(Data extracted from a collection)
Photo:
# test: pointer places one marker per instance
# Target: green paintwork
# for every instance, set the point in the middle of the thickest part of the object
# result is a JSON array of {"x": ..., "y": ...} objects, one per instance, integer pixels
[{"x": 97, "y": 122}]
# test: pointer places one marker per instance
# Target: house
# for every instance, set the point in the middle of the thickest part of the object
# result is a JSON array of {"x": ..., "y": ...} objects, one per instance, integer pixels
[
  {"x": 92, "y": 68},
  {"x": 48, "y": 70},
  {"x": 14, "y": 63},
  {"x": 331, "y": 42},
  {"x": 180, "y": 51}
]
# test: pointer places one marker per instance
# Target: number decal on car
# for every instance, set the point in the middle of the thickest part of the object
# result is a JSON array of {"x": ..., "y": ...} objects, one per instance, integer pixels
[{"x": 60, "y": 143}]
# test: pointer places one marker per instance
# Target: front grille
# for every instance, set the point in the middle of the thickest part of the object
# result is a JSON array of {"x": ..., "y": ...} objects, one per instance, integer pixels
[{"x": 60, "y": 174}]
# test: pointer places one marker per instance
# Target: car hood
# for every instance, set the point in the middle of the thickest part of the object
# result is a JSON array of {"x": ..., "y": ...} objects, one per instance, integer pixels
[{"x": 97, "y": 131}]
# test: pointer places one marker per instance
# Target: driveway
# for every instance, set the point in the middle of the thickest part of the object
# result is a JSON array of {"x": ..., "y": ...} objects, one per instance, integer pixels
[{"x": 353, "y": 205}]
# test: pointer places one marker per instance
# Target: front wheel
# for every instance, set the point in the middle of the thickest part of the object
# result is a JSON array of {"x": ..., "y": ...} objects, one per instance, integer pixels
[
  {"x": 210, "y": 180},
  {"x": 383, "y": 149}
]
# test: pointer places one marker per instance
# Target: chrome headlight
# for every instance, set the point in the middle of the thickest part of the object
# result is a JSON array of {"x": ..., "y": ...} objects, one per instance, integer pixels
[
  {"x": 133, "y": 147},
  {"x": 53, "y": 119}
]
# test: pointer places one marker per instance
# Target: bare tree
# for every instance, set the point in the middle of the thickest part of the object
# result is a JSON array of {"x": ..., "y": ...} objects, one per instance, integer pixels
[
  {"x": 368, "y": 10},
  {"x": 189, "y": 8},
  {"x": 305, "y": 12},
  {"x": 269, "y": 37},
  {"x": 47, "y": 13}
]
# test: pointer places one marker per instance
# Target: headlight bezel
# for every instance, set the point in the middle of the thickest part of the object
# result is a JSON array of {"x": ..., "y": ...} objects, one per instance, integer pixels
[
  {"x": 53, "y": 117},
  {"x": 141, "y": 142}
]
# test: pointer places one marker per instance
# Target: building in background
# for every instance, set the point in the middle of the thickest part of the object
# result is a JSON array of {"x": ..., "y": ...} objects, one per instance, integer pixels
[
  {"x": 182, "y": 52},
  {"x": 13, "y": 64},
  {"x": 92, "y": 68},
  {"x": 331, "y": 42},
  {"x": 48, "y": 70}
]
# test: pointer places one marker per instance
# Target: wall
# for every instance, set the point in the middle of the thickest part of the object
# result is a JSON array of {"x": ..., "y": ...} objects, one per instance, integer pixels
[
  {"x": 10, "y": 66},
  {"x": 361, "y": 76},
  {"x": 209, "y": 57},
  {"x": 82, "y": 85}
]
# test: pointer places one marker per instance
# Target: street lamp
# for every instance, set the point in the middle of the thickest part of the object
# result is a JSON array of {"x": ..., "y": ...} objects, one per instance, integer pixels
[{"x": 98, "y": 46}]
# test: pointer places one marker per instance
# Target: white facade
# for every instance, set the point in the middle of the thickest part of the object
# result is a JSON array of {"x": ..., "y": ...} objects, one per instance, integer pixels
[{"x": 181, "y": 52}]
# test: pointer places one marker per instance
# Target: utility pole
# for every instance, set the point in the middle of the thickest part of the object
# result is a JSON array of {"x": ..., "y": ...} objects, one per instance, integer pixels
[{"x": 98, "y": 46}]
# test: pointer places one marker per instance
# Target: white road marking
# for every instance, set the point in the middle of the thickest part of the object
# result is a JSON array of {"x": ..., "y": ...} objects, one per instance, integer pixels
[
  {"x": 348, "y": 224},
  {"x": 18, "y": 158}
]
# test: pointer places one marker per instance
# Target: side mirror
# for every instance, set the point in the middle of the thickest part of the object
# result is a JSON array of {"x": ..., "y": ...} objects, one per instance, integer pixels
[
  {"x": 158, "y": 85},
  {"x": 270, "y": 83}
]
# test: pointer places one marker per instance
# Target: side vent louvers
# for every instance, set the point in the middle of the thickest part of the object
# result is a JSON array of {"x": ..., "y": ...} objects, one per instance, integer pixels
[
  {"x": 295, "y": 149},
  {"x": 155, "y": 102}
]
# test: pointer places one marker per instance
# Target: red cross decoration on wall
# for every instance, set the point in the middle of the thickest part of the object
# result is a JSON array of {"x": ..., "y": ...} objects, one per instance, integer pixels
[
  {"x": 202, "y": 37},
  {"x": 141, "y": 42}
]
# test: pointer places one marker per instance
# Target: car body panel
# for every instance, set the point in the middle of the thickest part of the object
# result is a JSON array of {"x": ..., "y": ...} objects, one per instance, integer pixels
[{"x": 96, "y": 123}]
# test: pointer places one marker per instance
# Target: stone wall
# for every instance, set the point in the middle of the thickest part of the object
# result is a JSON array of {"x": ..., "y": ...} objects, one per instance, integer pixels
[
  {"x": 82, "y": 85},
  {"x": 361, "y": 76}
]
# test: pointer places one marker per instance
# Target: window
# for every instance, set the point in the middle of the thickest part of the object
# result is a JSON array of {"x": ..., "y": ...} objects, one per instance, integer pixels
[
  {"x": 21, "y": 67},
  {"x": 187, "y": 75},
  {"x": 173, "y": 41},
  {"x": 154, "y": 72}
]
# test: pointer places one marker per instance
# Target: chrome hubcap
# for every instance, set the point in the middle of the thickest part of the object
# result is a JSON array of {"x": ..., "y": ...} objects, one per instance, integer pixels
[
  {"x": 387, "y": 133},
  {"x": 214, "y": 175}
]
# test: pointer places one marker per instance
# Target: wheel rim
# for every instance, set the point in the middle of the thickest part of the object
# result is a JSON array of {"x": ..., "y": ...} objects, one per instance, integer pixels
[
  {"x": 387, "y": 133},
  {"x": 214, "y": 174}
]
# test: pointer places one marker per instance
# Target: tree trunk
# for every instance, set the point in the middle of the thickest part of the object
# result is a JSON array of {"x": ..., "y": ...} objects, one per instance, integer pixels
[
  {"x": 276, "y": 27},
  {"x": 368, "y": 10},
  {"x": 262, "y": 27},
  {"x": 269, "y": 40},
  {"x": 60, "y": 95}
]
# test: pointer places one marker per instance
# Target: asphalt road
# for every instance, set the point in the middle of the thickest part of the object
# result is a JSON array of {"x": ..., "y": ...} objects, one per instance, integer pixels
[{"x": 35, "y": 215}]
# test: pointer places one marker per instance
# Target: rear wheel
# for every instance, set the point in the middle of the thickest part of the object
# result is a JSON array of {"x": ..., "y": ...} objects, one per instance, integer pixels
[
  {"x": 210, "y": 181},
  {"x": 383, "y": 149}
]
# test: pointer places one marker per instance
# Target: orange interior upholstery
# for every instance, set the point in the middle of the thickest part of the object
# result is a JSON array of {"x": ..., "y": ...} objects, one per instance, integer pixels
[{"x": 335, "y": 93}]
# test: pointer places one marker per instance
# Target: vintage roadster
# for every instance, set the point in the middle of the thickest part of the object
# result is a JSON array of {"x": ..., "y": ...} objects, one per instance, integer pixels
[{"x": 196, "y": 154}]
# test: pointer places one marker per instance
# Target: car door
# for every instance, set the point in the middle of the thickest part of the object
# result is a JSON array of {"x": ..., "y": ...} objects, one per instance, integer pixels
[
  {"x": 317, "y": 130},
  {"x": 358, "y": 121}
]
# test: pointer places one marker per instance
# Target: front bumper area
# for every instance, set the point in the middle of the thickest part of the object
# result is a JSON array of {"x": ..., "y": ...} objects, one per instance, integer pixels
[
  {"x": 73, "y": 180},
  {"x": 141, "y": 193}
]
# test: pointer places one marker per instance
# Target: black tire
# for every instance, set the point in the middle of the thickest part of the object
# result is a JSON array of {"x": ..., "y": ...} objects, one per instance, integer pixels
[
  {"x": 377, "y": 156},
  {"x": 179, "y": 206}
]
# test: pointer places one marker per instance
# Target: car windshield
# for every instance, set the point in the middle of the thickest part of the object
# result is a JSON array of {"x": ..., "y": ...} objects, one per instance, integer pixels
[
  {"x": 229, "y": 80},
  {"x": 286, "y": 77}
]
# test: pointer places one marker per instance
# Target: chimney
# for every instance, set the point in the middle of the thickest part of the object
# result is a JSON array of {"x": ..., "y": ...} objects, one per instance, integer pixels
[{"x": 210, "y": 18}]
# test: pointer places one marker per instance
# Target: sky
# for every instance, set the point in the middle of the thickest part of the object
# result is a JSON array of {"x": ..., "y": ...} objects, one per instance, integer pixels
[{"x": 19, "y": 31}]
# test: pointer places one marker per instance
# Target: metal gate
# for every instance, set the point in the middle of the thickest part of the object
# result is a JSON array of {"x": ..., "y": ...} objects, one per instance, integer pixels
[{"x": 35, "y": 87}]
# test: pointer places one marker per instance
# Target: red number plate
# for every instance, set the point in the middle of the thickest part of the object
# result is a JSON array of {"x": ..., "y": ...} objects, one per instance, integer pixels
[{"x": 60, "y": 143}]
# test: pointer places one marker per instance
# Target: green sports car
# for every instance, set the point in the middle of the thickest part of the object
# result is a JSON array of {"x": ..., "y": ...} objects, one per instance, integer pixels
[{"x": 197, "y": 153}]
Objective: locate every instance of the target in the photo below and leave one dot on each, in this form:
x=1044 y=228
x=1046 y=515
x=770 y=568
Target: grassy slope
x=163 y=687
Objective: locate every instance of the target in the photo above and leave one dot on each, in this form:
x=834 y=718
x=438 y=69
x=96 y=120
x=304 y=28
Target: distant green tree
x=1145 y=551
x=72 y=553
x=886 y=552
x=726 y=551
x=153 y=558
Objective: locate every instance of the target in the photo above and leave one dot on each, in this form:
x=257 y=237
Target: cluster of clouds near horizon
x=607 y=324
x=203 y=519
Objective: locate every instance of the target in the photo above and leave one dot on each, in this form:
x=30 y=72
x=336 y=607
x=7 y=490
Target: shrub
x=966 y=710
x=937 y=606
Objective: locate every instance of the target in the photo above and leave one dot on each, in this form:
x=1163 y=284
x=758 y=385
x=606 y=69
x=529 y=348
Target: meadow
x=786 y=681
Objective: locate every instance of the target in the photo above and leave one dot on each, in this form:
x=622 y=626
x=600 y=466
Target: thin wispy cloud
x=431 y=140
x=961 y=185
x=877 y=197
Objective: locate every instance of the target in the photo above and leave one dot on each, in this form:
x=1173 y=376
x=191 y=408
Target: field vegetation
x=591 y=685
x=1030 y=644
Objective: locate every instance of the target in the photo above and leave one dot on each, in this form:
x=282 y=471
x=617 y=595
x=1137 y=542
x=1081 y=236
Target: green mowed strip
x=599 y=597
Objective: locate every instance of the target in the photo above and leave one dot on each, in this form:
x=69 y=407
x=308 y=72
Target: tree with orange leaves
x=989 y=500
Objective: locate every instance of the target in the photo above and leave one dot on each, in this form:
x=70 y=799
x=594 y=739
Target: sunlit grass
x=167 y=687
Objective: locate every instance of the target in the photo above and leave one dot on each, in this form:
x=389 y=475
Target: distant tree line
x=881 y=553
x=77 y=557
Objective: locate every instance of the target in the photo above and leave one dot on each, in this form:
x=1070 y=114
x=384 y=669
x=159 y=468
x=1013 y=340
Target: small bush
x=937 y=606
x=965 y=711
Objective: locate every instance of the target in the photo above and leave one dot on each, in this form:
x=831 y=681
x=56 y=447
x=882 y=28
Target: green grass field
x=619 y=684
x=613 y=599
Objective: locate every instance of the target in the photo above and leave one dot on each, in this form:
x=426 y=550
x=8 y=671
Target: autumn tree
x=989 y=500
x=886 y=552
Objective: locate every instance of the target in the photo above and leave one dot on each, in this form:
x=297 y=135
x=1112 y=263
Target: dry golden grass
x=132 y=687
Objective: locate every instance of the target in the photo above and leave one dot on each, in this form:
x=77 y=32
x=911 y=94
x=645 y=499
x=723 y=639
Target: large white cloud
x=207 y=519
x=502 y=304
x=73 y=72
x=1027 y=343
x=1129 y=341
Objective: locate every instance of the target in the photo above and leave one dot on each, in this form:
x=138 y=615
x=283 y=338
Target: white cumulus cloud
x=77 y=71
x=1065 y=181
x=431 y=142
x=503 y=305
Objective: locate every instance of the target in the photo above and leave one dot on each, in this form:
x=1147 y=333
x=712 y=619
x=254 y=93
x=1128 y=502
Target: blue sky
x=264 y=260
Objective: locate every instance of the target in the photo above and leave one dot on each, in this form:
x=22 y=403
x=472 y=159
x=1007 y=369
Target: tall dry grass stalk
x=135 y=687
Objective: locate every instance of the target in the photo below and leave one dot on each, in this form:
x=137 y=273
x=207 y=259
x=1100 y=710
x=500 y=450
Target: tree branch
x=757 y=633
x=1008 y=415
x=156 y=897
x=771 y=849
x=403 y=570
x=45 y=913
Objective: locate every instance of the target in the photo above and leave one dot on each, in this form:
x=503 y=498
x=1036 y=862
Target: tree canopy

Task goal: Pick out every line in the records above that contains the string "chrome", matching its case exactly, and copy each of those lines.

Answer to this problem:
# Target: chrome headlight
# Target: chrome hubcap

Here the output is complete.